= Page extract =

Stopham – St Mary
The C11 nave and chancel (probably originally apsidal) have later windows. The tower is C17 and there is C17 glass with brasses that date from the C15 to the C20.
The church stands on high ground near the confluence of the Arun and the Rother. Most houses are nearby, well away from the fine mainly C15 bridge (no longer used by through traffic), where the risk of flooding was too great.
The aisleless nave and chancel are built of rubble and the long and short work of the south east nave quoin shows it is C11, as are the round headed and shafted north and south doorways. The south one has strange capitals of concentric rings, quite unlike most capitals of the period. Though more conventional, the cushion-capitals of the north one (visible from the vestry inside) are sufficiently similar to belong to the same build. There are parallels with the doorway at Bolney. The rere-arches are significantly taller and the relatively wide proportions look late C11, though Parsons and Milner-Gulland (p112) incline to a pre-Conquest date. However, the broad dimensions of the broad chancel arch do suggest a date late in the C11. It has square responds and square abaci and a roll-moulded head, whilst it has no through-stones. The roll-moulding is certainly integral, contradicting Fisher’s suggestion (p190) that it was added to a plain arch.
The stones of the chancel are larger than the nave and the head of a small blocked north window is formed from a single stone. Inside, is a deep round-headed east recess with thick corners. As the external plan is square, Poole suggested (SAC 87 (1948) p49) that the east end was originally apsidal and was altered in the C17. Only excavation could prove this, but it is plausible.
Although the church mostly keeps its C11 dimensions, it has undergone considerable later change. The side-lancets of the chancel have rounded heads so they are early C13, like the chamfered and pointed altar-recess north of the chancel arch. Most other windows are C14, of two lights with quatrefoils in the heads. At this time lower plain, pointed arches were inserted in the doorways.
The church has been long associated with the Barttelot family, who have owned property in the parish since at least 1296 (3 p308). The monuments and glass (see below) show that the association was at a peak in the C17 and it is likely that the family was responsible for the early C17 changes. Godfrey provides the date 1614 (1 p22) for the tower, in which case it is surprising that according to the survey of 1636 (SRS 98 p133) it was then in a decayed state. It is possible that it replaced an earlier one and it is barely higher than the nave with a tiled pyramid. Like much earlier C17 work is plain and unbuttressed, leading Fisher to assume it was ancient (ibid). However, the almost triangular tower arch is certainly not C11, nor is the blocked west doorway with an elliptical head nor the window of two uncusped lights. Whenever the east end was altered, a three-light square-headed east window, which could be C15 or early C16 in origin, was inserted in the new square east end. The stone south porch replaces a boarded one seen in the Sharpe Collection drawing (1805). Other C19 work included new roofs, the vestry on the north side of the nave and a south east nave window, a poor copy of the others with shallower cusping, which is not on the Sharpe drawing. The architect and date are unknown. In 1952 there were repairs by H Sherwood (ICBS).

= Task instructions =
A - Reproduce the stretch of the Stopham church description from "The church stands" through "was too great." word for word.
B - Using the Stopham church description, mark each statement yes or no and quote the deciding words: (i) The tower dates from the C17. (ii) The present south porch is made of boards. (iii) The Barttelot family has owned property in the parish since at least 1296.

= Material supplied =
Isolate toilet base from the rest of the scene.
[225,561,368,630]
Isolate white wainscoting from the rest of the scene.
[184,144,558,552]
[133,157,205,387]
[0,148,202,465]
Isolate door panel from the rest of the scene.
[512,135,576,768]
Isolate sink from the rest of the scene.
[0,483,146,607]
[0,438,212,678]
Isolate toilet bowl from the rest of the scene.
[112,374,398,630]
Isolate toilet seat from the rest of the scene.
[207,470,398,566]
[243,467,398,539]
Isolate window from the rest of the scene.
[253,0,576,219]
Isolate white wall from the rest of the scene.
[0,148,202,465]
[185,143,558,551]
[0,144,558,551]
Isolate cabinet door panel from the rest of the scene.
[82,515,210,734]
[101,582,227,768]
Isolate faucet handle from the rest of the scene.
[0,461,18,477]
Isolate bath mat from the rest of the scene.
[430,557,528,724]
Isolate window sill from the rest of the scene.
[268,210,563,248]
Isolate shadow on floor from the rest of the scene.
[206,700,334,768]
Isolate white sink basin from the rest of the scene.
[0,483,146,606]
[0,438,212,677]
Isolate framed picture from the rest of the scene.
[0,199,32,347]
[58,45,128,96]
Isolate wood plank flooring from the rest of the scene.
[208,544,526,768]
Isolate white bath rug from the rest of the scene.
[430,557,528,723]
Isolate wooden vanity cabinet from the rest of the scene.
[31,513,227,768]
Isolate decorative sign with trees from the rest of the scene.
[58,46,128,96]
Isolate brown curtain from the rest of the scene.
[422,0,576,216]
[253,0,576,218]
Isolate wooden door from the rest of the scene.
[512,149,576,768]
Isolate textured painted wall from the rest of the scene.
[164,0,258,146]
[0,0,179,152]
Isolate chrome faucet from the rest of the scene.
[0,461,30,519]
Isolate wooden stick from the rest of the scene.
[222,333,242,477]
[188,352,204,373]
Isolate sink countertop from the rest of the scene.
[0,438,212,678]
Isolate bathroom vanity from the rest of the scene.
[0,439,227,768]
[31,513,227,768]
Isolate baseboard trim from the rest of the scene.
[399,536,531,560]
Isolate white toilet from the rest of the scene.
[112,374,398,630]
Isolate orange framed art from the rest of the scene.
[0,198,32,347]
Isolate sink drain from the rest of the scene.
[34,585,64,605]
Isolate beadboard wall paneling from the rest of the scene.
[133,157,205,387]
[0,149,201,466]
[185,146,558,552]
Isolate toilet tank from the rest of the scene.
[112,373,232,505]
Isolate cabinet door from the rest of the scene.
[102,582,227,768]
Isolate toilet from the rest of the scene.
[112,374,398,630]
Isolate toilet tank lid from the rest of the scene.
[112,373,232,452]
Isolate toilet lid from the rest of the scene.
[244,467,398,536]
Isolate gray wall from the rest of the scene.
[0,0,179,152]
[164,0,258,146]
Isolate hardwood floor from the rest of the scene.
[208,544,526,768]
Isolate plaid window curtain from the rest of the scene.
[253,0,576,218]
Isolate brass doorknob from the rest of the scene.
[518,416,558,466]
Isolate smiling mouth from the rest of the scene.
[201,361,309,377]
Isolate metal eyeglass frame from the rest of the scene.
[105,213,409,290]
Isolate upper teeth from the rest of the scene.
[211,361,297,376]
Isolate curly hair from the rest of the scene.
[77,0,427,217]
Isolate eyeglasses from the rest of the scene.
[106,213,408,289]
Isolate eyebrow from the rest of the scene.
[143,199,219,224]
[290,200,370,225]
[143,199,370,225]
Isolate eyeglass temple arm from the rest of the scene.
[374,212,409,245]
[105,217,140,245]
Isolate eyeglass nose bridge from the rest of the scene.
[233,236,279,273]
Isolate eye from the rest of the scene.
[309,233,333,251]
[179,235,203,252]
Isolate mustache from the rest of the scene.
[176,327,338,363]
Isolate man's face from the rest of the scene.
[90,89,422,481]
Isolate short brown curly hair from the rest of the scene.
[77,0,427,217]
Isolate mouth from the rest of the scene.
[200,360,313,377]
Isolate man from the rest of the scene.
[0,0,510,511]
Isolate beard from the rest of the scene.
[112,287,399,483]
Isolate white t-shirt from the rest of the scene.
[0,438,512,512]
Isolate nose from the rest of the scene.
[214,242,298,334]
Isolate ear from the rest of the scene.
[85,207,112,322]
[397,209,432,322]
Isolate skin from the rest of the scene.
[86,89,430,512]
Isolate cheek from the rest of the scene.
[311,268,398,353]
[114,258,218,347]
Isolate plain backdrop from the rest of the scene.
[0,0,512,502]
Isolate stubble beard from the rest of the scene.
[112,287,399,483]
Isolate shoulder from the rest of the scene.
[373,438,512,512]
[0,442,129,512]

= Expected responses =
A -
The church stands on high ground near the confluence of the Arun and the Rother. Most houses are nearby, well away from the fine mainly C15 bridge (no longer used by through traffic), where the risk of flooding was too great.

B -
(i) Yes: "The tower is C17"
(ii) No: "The stone south porch replaces a boarded one seen in the Sharpe Collection drawing (1805)."
(iii) Yes: "who have owned property in the parish since at least 1296"